A Respectful Guide to Hawaiʻi Island’s Pueo

Eric
Written by
Eric
Published April 6, 2025

If you spend enough time in Hawaiʻi Island’s open country, you may see a shape working low over the grass at the edge of the light. Not soaring like an ʻio, the Hawaiian hawk. Not flapping with the blunt, hurried motion of a myna. A pueo moves with quiet, buoyant purpose — dipping, gliding, turning its round face toward the ground as it hunts.

For many visitors, the surprise is that this owl may appear in daylight. Pueo are not strictly creatures of deep night. Dawn and late afternoon are often when people notice them, especially over pasture, dry grassland, shrubland, and the wide ranch landscapes that give Hawaiʻi Island so much of its upcountry character.

Seeing one is never guaranteed. That is part of the dignity of it. A pueo is not an attraction to schedule between lunch and sunset. It is a native bird with its own work to do, and if your timing, patience, and place line up, the encounter can stay with you longer than many planned stops.

What “pueo” means here

Pueo is the Hawaiian name commonly used for the Hawaiian owl, often described as Hawaiʻi’s form of the short-eared owl. It is one of the few owls in the islands that a visitor might realistically notice in open country during the day.

A pueo is medium-sized, mottled brown and buff, with yellow eyes set in a rounded facial disk. Its coloring lets it disappear surprisingly well into dry grass and uneven pasture. In flight, it often works close to the ground, quartering back and forth as it searches for prey.

The bird most easily confused with pueo is the introduced barn owl. Barn owls tend to look paler, with a distinct heart-shaped face and dark eyes, and they are more associated with nighttime activity. Pueo generally look warmer and browner, with yellow eyes and a rounder expression. In real life, sightings are often brief, so don’t worry about making a perfect identification from a moving car. The better approach is to slow your attention, not your vehicle.

• What you need to do:
A - According to the pueo guide, which bird is most easily confused with the pueo?
B - Retype the part of the pueo guide starting with "Seeing one is" and going on through "searches for prey.".
The entries after this point come from a separate source and are not part of the pueo guide.

• Supplied material:
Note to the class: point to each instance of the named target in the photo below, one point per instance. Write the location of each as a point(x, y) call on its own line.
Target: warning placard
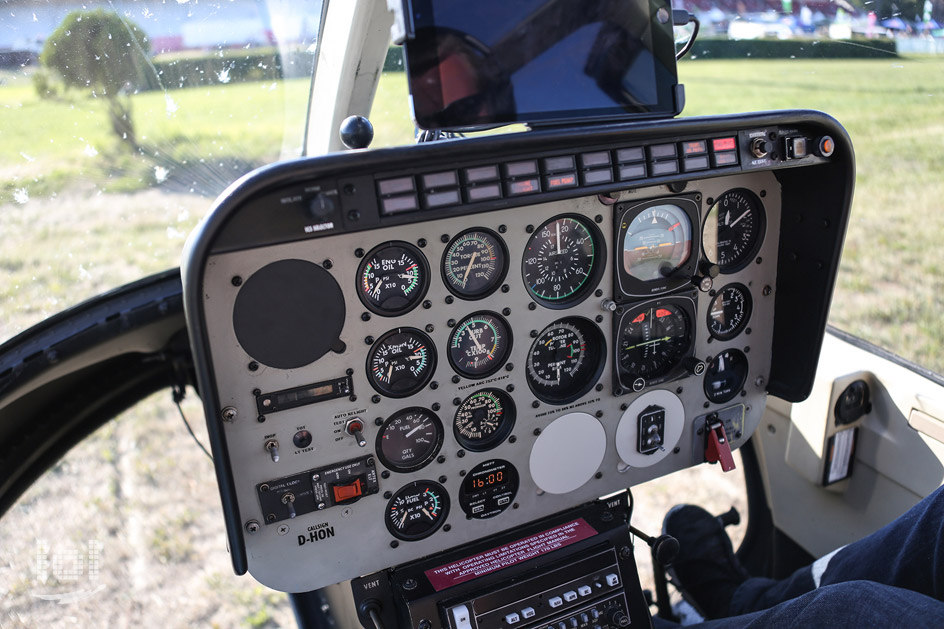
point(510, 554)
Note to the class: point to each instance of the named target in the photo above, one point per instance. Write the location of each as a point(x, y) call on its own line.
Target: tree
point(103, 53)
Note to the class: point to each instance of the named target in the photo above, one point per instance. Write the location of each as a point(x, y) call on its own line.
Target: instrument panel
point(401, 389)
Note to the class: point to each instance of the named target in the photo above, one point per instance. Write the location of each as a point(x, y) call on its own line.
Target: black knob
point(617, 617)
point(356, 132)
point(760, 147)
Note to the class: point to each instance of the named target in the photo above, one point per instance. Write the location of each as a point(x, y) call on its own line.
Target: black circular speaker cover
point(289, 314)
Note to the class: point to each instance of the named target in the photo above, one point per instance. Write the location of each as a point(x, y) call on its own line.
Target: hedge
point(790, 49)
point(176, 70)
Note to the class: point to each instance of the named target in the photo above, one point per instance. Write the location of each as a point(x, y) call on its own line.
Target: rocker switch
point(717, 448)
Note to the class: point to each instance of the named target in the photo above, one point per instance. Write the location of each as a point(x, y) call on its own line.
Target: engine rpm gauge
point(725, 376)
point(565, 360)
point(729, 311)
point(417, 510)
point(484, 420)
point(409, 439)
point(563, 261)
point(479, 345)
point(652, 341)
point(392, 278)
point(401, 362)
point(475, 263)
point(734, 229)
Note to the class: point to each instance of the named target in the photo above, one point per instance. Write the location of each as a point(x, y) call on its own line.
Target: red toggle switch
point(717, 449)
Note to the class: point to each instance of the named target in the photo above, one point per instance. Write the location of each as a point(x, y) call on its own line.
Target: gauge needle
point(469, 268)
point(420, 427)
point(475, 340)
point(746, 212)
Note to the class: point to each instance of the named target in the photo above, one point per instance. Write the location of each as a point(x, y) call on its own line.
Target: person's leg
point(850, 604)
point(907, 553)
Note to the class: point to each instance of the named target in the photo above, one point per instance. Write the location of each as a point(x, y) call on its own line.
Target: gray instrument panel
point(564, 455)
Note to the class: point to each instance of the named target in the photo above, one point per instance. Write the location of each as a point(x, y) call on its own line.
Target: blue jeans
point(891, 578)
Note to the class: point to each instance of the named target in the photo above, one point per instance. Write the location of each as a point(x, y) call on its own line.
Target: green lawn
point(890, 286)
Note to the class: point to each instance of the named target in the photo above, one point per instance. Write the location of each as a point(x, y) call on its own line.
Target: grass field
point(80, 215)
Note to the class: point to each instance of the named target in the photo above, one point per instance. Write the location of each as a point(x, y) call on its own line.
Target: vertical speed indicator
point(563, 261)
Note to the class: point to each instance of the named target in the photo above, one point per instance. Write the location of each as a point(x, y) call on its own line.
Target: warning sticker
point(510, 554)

• Answers provided:
A - The introduced barn owl.

B -
Seeing one is never guaranteed. That is part of the dignity of it. A pueo is not an attraction to schedule between lunch and sunset. It is a native bird with its own work to do, and if your timing, patience, and place line up, the encounter can stay with you longer than many planned stops.

What “pueo” means here

Pueo is the Hawaiian name commonly used for the Hawaiian owl, often described as Hawaiʻi’s form of the short-eared owl. It is one of the few owls in the islands that a visitor might realistically notice in open country during the day.

A pueo is medium-sized, mottled brown and buff, with yellow eyes set in a rounded facial disk. Its coloring lets it disappear surprisingly well into dry grass and uneven pasture. In flight, it often works close to the ground, quartering back and forth as it searches for prey.